Exercise aim: The entries below should be output exactly as written.

[begin Data for the task]

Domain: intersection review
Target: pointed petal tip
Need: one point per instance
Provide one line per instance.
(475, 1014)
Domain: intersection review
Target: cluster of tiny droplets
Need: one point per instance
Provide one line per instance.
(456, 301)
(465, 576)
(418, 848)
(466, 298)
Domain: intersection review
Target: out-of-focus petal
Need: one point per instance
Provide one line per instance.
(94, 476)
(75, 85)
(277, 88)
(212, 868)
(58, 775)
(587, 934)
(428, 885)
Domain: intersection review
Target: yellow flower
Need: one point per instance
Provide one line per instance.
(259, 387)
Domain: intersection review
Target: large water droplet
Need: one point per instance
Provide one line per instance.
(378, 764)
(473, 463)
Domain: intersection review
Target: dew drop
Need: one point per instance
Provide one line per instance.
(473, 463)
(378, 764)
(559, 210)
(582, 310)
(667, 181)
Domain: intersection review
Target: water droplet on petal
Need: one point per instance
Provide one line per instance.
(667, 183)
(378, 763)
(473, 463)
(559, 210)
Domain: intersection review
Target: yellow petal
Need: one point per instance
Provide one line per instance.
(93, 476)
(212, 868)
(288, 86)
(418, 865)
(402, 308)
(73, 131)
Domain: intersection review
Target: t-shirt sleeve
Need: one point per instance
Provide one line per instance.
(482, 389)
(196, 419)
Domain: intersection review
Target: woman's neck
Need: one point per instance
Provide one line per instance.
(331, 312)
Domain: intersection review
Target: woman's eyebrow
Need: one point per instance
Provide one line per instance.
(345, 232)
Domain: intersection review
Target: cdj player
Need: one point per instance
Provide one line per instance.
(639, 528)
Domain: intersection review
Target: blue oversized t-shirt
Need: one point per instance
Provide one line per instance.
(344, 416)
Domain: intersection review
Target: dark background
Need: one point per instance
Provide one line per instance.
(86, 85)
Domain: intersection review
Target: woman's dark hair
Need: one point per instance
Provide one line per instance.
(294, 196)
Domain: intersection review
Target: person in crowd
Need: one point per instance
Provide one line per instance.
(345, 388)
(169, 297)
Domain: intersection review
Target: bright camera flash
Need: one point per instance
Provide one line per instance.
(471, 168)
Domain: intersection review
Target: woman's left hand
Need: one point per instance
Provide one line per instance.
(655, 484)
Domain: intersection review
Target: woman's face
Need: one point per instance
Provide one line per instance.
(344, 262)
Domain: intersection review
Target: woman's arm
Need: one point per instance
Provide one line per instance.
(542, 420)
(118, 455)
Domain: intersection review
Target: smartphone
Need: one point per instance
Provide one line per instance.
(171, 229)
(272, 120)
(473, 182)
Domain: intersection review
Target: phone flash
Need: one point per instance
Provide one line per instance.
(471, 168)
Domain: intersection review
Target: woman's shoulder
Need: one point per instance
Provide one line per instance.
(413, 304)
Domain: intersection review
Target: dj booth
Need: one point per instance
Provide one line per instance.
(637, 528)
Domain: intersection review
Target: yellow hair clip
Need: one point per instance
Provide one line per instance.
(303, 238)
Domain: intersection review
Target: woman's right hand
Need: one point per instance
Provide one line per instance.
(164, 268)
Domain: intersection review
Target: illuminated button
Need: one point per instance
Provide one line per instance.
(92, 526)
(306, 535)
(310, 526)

[end Data for the task]

Exercise solution:
Domain: intersection review
Target: pointed petal tip
Need: one point per instance
Provide one line per instance.
(475, 1014)
Domain: intersection review
Target: cluster of tiny droplets
Need: one point per instance
Provide one line per instance.
(456, 301)
(465, 576)
(418, 848)
(466, 298)
Domain: intersection review
Target: out-of-focus petal
Need: one point per instance
Provide one line per instance.
(94, 476)
(75, 85)
(277, 88)
(212, 868)
(58, 775)
(587, 934)
(428, 885)
Domain: intersection review
Target: yellow flower
Need: one point per instance
Provide one line per instance.
(259, 387)
Domain: intersection review
Target: large water droplet
Need: one point per instance
Provide one line per instance.
(378, 764)
(473, 463)
Domain: intersection review
Target: dew drop
Need: one point per instance
Provide one line per instance.
(473, 463)
(378, 764)
(559, 210)
(582, 310)
(667, 181)
Domain: intersection review
Target: water droplet on petal
Need: one point per instance
Provide one line per instance.
(667, 183)
(378, 763)
(473, 463)
(559, 210)
Domain: intersection review
Target: yellow petal
Need: one point per instance
Provide one line per instance.
(93, 476)
(212, 868)
(288, 86)
(418, 865)
(402, 308)
(73, 131)
Domain: intersection review
Target: t-shirt sleeve
Need: one point per instance
Provide one line per instance.
(482, 389)
(196, 419)
Domain: intersection review
Target: woman's neck
Need: one point per instance
Provide one line per instance.
(331, 312)
Domain: intersection review
Target: woman's eyebrow
Need: one point per instance
Provide one line per instance.
(345, 232)
Domain: intersection review
Target: cdj player
Need: one point per instance
Provide one line per instance.
(639, 528)
Domain: intersection review
Target: blue oversized t-shirt
Need: one point per instance
Provide one line per instance.
(344, 416)
Domain: intersection review
Target: dark background
Need: one point per instance
Provide one line per instance.
(86, 85)
Domain: intersection review
Target: woman's dark hair
Need: one point per instance
Provide one line per instance.
(294, 196)
Domain: intersection review
Target: person in crowd
Need: one point per instance
Provide one line per instance.
(345, 388)
(169, 297)
Domain: intersection review
Target: bright camera flash
Need: one point per instance
Provide one line per instance.
(471, 168)
Domain: intersection review
Target: woman's left hand
Need: one point per instance
Provide one line per instance.
(655, 484)
Domain: intersection review
Target: woman's face
Need: one point per instance
Provide one line per instance.
(344, 262)
Domain: intersection review
Target: woman's arm
Need: one point per instance
Provide one line per instance.
(542, 420)
(118, 455)
Domain: intersection review
Target: smartphone
Need: one point per instance
Provide one line per instance.
(171, 229)
(272, 120)
(473, 182)
Domain: intersection review
Target: phone flash
Need: one point per instance
Provide one line per instance.
(471, 168)
Domain: intersection review
Target: woman's shoulder
Need: one point per instance
Provide one line per instance.
(413, 304)
Domain: intersection review
Target: dj booth
Need: one point per instance
Provide one line per instance.
(637, 528)
Domain: intersection review
Target: yellow hair clip
Need: one point per instance
Provide one line per instance.
(303, 238)
Domain: intersection review
Target: woman's right hand
Need: one point per instance
Provide one line per instance.
(164, 268)
Domain: intersection review
Target: illuminated button
Need: one point per instance
Provide one line per instance.
(92, 526)
(306, 535)
(310, 526)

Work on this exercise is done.